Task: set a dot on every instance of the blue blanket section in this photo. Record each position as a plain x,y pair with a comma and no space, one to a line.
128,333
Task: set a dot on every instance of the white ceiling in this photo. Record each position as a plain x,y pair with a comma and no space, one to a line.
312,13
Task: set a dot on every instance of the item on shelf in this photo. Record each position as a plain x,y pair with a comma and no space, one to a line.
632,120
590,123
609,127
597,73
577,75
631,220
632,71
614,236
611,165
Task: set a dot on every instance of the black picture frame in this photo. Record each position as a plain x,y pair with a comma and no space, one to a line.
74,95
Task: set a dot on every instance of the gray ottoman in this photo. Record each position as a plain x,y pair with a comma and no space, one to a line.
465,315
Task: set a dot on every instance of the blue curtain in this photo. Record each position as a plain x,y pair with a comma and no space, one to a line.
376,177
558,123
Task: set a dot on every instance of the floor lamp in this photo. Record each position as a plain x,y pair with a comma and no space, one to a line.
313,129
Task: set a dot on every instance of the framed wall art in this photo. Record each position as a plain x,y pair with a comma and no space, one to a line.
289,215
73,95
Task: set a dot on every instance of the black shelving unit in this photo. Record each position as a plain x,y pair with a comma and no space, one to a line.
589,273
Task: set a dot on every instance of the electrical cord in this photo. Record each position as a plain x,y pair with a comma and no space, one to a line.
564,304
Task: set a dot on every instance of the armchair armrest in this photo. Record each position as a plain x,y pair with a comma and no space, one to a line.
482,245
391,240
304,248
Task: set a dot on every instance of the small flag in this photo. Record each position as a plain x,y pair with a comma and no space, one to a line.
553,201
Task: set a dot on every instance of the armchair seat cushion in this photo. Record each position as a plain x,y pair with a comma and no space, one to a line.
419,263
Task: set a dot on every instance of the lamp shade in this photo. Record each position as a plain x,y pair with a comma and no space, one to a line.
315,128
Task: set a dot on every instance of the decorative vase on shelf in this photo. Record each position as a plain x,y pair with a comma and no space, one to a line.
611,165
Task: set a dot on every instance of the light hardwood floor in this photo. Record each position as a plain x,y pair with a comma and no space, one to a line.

___

Stated exercise
Turn all the rows above into a JSON list of strings, one string for each line, with blank lines left out.

Problem solution
[
  "Task: set a dot on every instance of the blue blanket section in this photo. Record each position as a plain x,y pair with a comma and no space, one to a line.",
  "128,333",
  "Task: set a dot on every instance of the white ceiling in this photo. Record each position as a plain x,y pair with a comma and no space, one to a line.",
  "312,13",
  "Task: set a dot on every instance of the item on shelf in this photo. Record each position as a plain x,y pair with a comma and no space, one to a line.",
  "632,120",
  "590,123",
  "609,127",
  "597,73",
  "577,75",
  "631,220",
  "632,71",
  "614,236",
  "611,165",
  "Task: set a dot on every instance of the black picture frame in this photo. Record each position as a plain x,y pair with a comma and no space, one to a line.",
  "74,95",
  "Task: set a dot on every instance of the gray ottoman in this photo. Record each position as a plain x,y pair with a comma and no space, one to a line.",
  "465,315",
  "Task: set a dot on every instance of the blue curtain in this photo. Record each position as a plain x,y pair with a comma and no space, one to a line.",
  "376,177",
  "558,123",
  "Task: set a dot on every instance of the floor lamp in this photo. Record each position as a plain x,y pair with a comma and no space, one to a line.",
  "313,129",
  "Task: set a dot on every instance of the framed wall art in this photo. Record each position as a plain x,y pair with a comma and no space, one to a line.",
  "289,215",
  "73,95",
  "Task: set a dot on every instance of the black shelving unit in this photo. Record each position as a plain x,y pair with a comma and no space, one to a line.",
  "589,273",
  "Task: set a dot on every instance of the electrical cord in this photo. Record each position as a plain x,y pair with a comma and no space, one to a line.",
  "564,304",
  "Task: set a dot on every instance of the armchair armrest in this photo. Record each position as a plain x,y pair with a comma and no space, one to a line.",
  "482,245",
  "391,240",
  "304,248",
  "Task: set a dot on every instance of the small flag in this photo. Record each position as a plain x,y pair with a comma and no space, one to a line.",
  "553,201",
  "Task: set a dot on every instance of the armchair seat cushion in this photo. Record each position as a plain x,y pair with a comma and no space, one to a line.",
  "419,263",
  "Task: set a dot on every instance of the lamp shade in this photo. Record each position as a plain x,y pair with a comma and no space, one to a line.",
  "315,128",
  "Task: set a dot on every instance of the decorative vase on shelf in this photo. Record each position as a plain x,y pair with a comma and no space, one to a line.",
  "611,165",
  "Task: set a dot on every instance of the light hardwood floor in this photo. Record each position as a plain x,y pair with a comma and no space, one to a line."
]